Instructions to follow ::
Which lines of the records contain the string "person", matching case exactly? Copy out each such line.
++++++++
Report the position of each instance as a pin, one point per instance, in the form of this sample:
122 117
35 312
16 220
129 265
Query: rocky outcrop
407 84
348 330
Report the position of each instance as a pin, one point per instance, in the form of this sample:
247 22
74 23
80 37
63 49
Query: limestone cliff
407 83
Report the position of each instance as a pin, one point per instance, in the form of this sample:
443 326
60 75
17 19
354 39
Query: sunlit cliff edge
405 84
++++++++
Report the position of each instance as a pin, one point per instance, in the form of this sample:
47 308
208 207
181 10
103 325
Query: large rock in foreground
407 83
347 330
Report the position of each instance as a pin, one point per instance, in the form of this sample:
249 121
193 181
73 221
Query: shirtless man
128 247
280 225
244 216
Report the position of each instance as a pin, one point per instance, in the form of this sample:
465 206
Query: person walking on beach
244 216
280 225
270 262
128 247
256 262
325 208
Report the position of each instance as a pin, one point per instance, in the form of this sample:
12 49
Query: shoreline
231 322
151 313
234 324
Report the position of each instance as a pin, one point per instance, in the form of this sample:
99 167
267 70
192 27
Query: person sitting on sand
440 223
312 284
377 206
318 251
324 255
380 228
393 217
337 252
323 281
++++++++
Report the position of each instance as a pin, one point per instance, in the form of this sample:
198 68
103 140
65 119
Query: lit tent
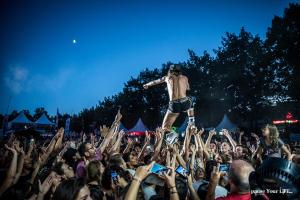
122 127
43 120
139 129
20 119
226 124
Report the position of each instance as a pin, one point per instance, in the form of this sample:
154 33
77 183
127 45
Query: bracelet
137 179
++++++++
Result of this task ::
Query: person walking on beach
Query: person sitting on sand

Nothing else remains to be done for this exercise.